◆ **Goal**
Leave out the pictures and restate the rest of the data exactly.

◆ **Dataset extract**
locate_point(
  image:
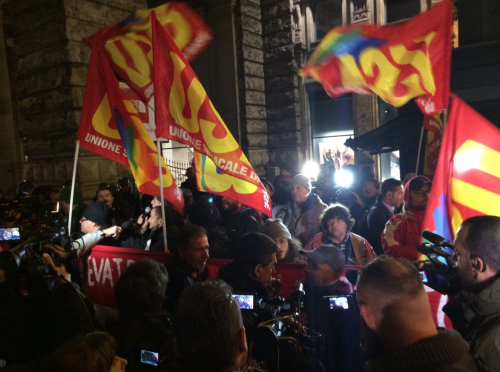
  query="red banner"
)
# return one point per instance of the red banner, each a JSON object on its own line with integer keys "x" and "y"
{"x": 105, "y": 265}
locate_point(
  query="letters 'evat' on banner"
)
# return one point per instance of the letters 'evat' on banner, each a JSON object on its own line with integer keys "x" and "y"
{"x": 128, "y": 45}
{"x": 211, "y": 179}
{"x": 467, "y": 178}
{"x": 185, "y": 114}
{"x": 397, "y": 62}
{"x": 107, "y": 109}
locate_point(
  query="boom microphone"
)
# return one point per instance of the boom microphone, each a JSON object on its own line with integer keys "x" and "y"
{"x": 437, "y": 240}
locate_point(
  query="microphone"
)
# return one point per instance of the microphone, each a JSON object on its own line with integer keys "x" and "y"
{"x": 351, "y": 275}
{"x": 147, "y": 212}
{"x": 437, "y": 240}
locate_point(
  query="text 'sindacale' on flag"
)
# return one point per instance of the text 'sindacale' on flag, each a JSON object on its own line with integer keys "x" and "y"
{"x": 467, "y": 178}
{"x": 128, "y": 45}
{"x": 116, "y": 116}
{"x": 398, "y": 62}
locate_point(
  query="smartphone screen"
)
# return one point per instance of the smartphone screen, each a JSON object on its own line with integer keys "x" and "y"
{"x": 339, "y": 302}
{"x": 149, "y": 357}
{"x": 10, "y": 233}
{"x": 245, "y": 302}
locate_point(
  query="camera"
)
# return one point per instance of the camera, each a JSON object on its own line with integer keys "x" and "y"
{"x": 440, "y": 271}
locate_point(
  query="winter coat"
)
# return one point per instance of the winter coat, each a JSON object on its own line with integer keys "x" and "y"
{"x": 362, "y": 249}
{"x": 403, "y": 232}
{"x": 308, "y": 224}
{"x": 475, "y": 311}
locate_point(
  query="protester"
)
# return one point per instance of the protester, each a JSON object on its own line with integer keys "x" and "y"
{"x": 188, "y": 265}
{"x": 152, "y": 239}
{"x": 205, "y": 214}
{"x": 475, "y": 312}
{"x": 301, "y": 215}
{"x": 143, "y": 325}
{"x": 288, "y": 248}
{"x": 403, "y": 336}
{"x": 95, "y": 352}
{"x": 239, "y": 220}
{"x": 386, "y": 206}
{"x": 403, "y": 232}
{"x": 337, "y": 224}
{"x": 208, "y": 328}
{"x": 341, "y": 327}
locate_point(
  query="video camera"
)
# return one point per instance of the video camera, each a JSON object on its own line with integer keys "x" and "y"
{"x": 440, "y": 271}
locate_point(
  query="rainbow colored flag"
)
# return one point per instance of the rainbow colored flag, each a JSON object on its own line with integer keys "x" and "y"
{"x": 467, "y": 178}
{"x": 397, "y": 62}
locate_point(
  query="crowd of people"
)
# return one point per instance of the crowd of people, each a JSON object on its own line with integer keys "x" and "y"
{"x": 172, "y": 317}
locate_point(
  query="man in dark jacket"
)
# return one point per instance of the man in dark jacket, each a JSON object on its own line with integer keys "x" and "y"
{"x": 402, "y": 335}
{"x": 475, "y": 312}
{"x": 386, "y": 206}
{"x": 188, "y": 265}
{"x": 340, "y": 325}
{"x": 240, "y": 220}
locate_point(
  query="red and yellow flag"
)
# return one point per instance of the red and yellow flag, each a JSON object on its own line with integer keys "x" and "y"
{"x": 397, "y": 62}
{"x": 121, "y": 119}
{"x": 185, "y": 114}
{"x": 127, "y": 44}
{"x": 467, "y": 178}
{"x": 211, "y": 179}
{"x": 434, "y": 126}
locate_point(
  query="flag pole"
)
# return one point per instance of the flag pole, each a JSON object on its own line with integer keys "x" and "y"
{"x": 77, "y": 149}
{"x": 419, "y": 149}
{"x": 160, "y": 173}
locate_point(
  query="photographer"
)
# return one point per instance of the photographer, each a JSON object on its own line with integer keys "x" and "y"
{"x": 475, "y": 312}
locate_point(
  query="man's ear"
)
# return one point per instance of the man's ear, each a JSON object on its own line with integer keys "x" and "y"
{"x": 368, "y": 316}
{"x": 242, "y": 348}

◆ **The solution**
locate_point(
  image:
  query="red banner"
)
# return one point per instance of the red banner, each a JSON object on its own line with integer keys "x" and "y"
{"x": 105, "y": 265}
locate_point(
  query="letters 'evat' on banner"
)
# return one point per instance of the letters 'evat' on banner, each a JSON object on its own line with integer keys "x" and "y"
{"x": 128, "y": 45}
{"x": 211, "y": 179}
{"x": 467, "y": 178}
{"x": 185, "y": 114}
{"x": 397, "y": 62}
{"x": 107, "y": 109}
locate_point(
  query="boom microphone"
)
# return one point per instance of the boom microphone, each a JSON object on its own line with integer keys "x" and "y"
{"x": 437, "y": 240}
locate_point(
  query="microphone"
)
# return one point per instance of the microphone, each a JSON object on its own line with integer keys "x" and "y"
{"x": 351, "y": 275}
{"x": 147, "y": 212}
{"x": 437, "y": 240}
locate_point(
  query="text 'sindacale' on flag"
)
# return one point per instance of the text 'sindacale' on flag, each a JSON object on its own line with integer keys "x" and "y"
{"x": 467, "y": 178}
{"x": 128, "y": 45}
{"x": 116, "y": 116}
{"x": 398, "y": 62}
locate_point(
  query="smartphone screen"
)
# return one point per instance of the smartphone screen, each a JSON object on its own line with integer keys "x" and "y"
{"x": 339, "y": 302}
{"x": 149, "y": 357}
{"x": 10, "y": 233}
{"x": 245, "y": 302}
locate_point(
  query="camera"
)
# return one point per instance of the camera, each a JSON object on its own line with integer keys "x" and "y"
{"x": 440, "y": 271}
locate_point(
  query="winter coat"
)
# return one point per instance of the winter coat, each a JSON object on its own line with integer keys "x" and "y"
{"x": 362, "y": 249}
{"x": 403, "y": 232}
{"x": 308, "y": 224}
{"x": 475, "y": 311}
locate_point(
  query="protester"
)
# return one point per instance of the protester, each a JSON object on its own line with integer keys "x" and "y"
{"x": 188, "y": 265}
{"x": 152, "y": 239}
{"x": 205, "y": 214}
{"x": 475, "y": 312}
{"x": 301, "y": 215}
{"x": 143, "y": 325}
{"x": 288, "y": 248}
{"x": 403, "y": 336}
{"x": 95, "y": 352}
{"x": 239, "y": 220}
{"x": 386, "y": 206}
{"x": 403, "y": 232}
{"x": 337, "y": 224}
{"x": 208, "y": 328}
{"x": 341, "y": 327}
locate_point(
  query="video camera"
)
# return one point per instance of the video camera, each a JSON object on its own line with integer keys "x" and "y"
{"x": 440, "y": 271}
locate_point(
  query="rainbow colored flag"
)
# return one point per instance of the rainbow colored flag, each a JSON object on its own line with integer keys "x" and "y"
{"x": 467, "y": 178}
{"x": 397, "y": 62}
locate_point(
  query="crowd of people"
)
# return one point per instance of the crowd of people, each a JSON object on its own line with integer keys "x" and "y"
{"x": 172, "y": 317}
locate_point(
  query="man in dark jacket"
)
# return one point per instance of the man in dark jacket, each a JSON object on its own line with integer keys "x" and "y"
{"x": 402, "y": 335}
{"x": 475, "y": 312}
{"x": 386, "y": 206}
{"x": 188, "y": 265}
{"x": 340, "y": 325}
{"x": 240, "y": 220}
locate_point(
  query="red and yellow flag"
)
# return one point per instance of the red and yellow flag, each a JSON object on its own line with integer keys "x" and "y"
{"x": 397, "y": 62}
{"x": 121, "y": 119}
{"x": 185, "y": 114}
{"x": 127, "y": 44}
{"x": 467, "y": 178}
{"x": 211, "y": 179}
{"x": 434, "y": 126}
locate_point(
  query="flag pole"
)
# return one point per instance of the flag pole, each a JSON object on its own line with integer keys "x" and "y"
{"x": 77, "y": 149}
{"x": 419, "y": 149}
{"x": 160, "y": 173}
locate_point(
  query="photographer"
)
# return one point per instance of the photographer, each a JSON object on its own line with integer keys "x" and "y"
{"x": 475, "y": 312}
locate_point(
  query="man's ear"
)
# return one point per instance of the man's ear, each a JSON object on its own line with integer keys "x" and "y"
{"x": 368, "y": 316}
{"x": 242, "y": 348}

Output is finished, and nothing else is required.